TASK SET
1. Copy the passage on state control of religion word for word, starting at "The 1983 Human" and ending at "our own country.".
2. Collect every line of the rows below that contains the string "woman".

From "liberated" Vietnam Associated Press Correspondent
Dennis P. Gray reports that:

Refugees say the authorities try to co-opt exist-
ing, respected religious leaders or replace them
with their own, more pliant, candidates who in turn
laud the government's religious policies to church
delegations from abroad.

The new leaders are variously described by foreign
Protestant clergymen who knew them before 1975 as
"lightweights," and "toady opportunists."5/

According to a letter circulated last year by the Fellowship of Reconciliation, an American peace organization, the Au Quang Pagoda Buddhist Church of Vietnam had an "outstanding record" of opposition to the Vietnam war, and after the war ended worked "tirelessly for reconstruction, social justice and reconcilia

tion."

Nevertheless, the Fellowship reports:

The Vietnamese Government has stepped up efforts to
dissolve the existing Buddhist Church and replace
it with a completely controlled organization...6/

The situation in Vietnam is accurately described in this year's Human Rights Report. So is the situation in China, where, the report explains:

The stated aim of the eight patriotic officially
sanctioned religious organizations is to ensure
that all religious organizations accept the
leadership of the party and the state.7/

There has been some relaxation of the limits on religious

life in China in the last four years. But it remains to be seen whether this represents anything more than a hollow gesture designed to win religious support for China in the democratic

world.

The 1983 Human Rights Report unfortunately does not convey an adequate sense of the influence of the state in the religious life of Cuba. Cuba's official churches are effective agencies for the promotion of Marxism-Leninism throughout the Americas and even in our own country.

RECORDS PROVIDED
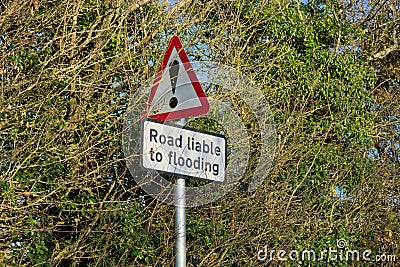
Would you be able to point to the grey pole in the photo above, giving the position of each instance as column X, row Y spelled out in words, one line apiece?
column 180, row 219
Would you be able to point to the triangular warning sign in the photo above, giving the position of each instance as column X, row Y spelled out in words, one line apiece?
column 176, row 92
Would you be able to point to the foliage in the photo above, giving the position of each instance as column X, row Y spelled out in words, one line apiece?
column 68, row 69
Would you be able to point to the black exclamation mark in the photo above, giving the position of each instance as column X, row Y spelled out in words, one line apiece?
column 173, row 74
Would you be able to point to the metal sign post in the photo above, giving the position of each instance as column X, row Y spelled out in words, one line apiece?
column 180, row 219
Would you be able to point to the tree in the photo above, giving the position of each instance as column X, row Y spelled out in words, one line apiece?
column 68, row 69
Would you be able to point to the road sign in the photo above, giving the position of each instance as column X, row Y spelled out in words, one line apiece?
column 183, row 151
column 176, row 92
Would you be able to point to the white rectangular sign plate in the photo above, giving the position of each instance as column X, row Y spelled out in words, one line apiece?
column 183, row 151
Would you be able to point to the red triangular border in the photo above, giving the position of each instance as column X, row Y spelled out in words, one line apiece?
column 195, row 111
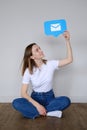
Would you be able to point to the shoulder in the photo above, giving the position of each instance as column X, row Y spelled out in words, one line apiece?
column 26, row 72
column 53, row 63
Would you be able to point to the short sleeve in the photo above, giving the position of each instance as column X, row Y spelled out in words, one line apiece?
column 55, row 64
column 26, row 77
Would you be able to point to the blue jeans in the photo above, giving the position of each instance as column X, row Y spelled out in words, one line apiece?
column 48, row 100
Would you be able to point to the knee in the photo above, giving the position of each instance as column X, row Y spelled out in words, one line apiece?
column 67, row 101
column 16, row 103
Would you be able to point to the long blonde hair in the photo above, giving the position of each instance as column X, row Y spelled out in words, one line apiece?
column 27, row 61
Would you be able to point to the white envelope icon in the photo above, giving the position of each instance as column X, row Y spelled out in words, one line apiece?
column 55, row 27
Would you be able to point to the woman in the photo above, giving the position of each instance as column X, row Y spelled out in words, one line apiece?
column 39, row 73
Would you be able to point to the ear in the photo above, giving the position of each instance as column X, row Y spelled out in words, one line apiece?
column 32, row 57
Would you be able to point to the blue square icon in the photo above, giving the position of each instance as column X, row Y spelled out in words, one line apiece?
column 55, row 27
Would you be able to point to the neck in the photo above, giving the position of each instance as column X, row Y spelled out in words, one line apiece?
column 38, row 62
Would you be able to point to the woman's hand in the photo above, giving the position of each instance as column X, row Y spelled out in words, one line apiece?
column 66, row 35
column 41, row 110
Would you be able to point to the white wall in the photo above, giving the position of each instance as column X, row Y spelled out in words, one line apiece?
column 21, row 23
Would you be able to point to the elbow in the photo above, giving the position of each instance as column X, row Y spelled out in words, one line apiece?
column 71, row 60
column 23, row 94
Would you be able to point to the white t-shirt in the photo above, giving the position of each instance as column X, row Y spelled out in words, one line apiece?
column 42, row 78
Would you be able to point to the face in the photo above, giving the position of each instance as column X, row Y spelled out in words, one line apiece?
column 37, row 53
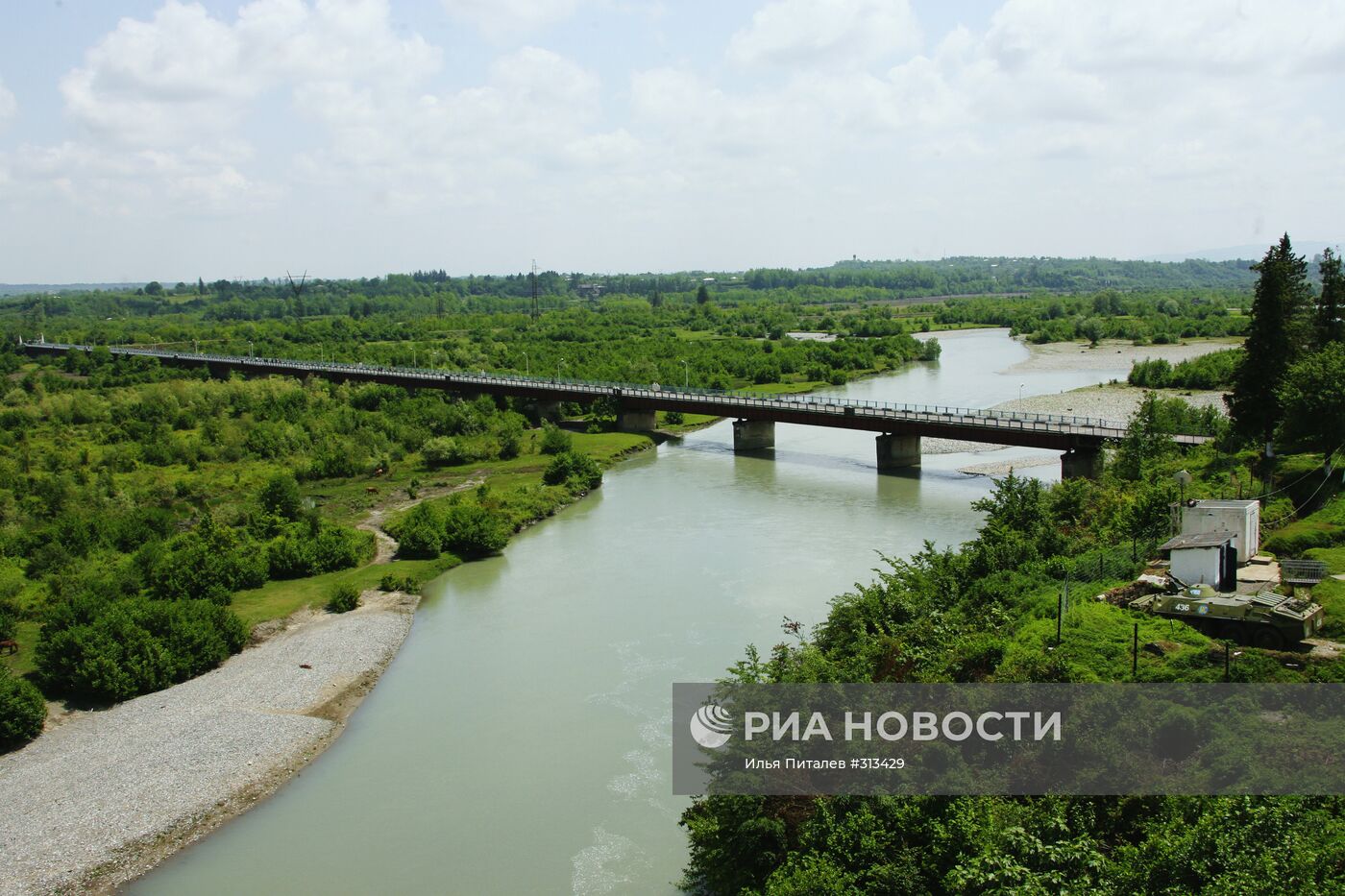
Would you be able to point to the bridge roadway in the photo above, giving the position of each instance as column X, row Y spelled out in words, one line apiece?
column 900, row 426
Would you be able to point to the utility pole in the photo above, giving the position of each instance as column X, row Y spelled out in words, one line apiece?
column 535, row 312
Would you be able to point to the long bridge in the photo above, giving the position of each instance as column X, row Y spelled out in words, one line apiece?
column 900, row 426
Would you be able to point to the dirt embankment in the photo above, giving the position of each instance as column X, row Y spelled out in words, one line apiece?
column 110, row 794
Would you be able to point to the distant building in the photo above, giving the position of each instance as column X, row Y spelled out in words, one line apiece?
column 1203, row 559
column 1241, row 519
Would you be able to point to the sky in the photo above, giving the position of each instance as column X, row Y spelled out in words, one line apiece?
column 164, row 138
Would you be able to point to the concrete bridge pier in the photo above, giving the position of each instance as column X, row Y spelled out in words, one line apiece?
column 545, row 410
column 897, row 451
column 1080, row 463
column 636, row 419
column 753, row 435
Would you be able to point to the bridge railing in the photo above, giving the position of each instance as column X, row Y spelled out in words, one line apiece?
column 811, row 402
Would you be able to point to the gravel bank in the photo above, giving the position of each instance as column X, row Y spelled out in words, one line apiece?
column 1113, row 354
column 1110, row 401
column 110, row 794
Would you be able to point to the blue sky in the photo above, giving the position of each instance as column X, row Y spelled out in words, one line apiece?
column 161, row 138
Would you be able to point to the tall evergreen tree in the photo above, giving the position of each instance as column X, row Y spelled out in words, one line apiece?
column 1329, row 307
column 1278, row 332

RESULTS FOR THE EXERCISE
1.
The 1983 Human Rights Report unfortunately does not convey an adequate sense of the influence of the state in the religious life of Cuba. Cuba's official churches are effective agencies for the promotion of Marxism-Leninism throughout the Americas and even in our own country.

2.
Would you be able to point to the woman in the photo above, giving the position of each instance as column X, row Y spelled out in words, one line apiece?
Would you be able to point to the woman's hand in the photo above, giving the position of each instance as column X, row Y spelled out in words, one line apiece?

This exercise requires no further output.